= Record extracts =
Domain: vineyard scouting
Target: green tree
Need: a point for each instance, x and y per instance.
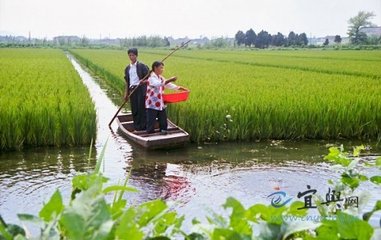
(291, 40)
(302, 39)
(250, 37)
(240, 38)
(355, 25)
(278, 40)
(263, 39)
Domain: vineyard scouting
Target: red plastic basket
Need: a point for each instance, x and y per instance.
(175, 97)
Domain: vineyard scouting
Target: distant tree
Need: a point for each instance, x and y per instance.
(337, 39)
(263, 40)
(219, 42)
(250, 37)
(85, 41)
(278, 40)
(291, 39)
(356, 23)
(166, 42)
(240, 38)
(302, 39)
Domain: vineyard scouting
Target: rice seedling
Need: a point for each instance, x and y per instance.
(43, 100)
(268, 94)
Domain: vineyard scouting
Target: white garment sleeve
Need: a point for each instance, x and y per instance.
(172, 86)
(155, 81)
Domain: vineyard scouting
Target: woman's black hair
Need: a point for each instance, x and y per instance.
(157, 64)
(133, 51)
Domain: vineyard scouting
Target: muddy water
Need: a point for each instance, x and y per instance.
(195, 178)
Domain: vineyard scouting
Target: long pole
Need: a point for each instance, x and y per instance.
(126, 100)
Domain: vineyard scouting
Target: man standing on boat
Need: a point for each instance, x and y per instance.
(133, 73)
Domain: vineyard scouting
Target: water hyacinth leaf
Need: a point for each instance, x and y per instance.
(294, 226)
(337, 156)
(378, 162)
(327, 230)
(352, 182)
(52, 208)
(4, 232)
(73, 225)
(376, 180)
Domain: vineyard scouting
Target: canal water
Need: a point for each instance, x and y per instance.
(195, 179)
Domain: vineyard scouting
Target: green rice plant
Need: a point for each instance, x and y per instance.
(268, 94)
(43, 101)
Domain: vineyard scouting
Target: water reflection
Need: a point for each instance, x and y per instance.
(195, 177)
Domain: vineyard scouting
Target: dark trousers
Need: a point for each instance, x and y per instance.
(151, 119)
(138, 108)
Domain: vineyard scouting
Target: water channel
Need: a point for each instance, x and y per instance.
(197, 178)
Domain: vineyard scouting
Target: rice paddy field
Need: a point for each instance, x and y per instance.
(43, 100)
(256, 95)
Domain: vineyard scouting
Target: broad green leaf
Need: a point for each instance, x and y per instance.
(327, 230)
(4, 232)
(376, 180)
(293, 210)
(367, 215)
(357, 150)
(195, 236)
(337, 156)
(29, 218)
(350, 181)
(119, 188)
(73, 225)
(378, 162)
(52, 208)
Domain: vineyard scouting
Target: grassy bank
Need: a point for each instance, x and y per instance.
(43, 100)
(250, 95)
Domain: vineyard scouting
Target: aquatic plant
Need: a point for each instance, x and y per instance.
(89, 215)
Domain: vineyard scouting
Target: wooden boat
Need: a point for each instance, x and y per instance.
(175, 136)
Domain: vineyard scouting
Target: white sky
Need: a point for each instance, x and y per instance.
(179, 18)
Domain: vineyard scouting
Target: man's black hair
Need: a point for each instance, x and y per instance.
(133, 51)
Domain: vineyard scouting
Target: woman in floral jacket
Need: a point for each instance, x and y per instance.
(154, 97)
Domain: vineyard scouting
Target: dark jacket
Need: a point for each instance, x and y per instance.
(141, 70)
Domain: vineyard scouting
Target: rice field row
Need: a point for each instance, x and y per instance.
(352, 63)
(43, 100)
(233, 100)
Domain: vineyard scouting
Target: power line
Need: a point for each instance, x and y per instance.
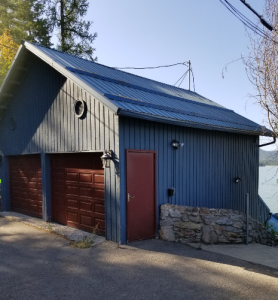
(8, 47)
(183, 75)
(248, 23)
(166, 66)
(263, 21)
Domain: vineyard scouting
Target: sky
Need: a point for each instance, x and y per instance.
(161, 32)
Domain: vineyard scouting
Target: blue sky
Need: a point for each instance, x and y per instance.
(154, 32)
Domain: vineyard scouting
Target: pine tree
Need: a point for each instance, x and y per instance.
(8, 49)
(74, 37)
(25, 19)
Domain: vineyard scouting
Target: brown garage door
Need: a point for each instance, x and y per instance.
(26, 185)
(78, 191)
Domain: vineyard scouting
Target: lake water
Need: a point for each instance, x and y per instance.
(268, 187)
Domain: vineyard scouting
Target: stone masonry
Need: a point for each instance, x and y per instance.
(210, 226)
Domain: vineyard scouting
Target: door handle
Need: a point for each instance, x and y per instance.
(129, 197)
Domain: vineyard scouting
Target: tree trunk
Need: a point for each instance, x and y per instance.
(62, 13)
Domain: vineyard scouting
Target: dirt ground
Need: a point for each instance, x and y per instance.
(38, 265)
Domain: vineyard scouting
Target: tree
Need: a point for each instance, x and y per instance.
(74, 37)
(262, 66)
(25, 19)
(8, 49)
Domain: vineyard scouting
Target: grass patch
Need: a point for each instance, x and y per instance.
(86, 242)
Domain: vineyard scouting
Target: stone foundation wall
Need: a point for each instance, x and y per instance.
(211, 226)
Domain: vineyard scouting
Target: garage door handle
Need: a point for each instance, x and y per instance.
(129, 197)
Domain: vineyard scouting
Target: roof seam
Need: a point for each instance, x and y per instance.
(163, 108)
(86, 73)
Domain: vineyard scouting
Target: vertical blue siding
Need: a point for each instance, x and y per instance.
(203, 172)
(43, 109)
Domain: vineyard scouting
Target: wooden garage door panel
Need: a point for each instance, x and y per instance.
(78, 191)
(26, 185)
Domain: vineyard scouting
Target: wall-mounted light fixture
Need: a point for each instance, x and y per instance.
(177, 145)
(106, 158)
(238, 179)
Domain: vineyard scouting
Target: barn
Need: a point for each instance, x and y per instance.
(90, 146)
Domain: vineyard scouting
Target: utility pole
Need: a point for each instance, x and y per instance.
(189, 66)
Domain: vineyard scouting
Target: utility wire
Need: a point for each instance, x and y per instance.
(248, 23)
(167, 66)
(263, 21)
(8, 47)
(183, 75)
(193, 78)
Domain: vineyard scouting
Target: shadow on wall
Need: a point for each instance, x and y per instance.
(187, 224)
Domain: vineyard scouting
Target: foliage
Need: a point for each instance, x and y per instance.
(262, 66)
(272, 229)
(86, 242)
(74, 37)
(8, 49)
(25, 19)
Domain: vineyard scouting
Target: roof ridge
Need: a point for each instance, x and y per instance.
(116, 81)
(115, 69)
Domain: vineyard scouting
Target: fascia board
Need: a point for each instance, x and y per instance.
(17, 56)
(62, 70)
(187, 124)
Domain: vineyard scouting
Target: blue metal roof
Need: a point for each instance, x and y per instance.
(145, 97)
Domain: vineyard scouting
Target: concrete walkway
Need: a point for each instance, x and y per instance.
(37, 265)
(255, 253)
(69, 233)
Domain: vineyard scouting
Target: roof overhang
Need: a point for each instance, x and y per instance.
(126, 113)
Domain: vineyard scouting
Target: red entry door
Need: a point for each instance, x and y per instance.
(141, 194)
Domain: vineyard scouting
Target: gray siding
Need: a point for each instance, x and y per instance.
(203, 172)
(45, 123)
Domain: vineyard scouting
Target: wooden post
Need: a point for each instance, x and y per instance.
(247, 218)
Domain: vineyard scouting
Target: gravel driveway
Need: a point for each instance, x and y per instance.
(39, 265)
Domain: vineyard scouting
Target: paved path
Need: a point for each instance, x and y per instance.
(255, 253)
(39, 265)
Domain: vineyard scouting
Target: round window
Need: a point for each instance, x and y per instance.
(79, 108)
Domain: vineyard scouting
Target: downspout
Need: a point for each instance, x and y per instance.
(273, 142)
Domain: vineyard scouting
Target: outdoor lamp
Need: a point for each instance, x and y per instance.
==
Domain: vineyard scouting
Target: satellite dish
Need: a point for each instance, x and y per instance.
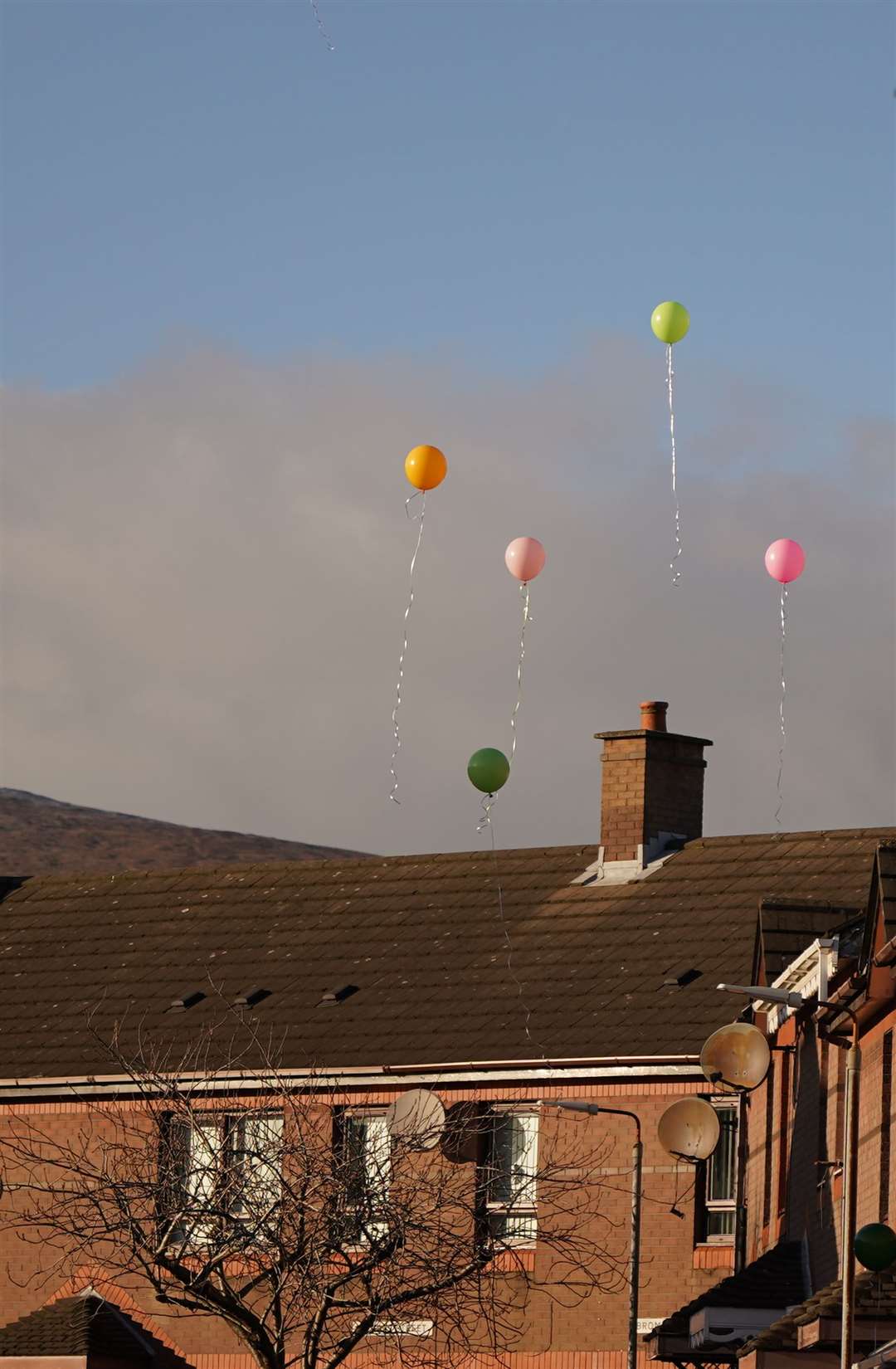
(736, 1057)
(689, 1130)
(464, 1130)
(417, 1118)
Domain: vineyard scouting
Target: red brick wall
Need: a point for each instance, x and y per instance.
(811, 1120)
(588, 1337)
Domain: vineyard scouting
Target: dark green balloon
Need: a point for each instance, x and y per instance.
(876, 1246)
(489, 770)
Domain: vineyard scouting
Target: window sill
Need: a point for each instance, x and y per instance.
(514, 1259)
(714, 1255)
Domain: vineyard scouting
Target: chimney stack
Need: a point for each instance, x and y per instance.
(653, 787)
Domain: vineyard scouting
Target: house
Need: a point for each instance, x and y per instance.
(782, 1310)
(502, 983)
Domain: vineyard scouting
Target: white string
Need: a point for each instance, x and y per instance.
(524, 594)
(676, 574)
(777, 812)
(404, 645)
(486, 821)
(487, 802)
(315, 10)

= What you need to do =
Return every line of the records that contains the word "dark", and treat case as significant.

= Complete output =
Target: dark trousers
Target: dark jacket
Target: dark green balloon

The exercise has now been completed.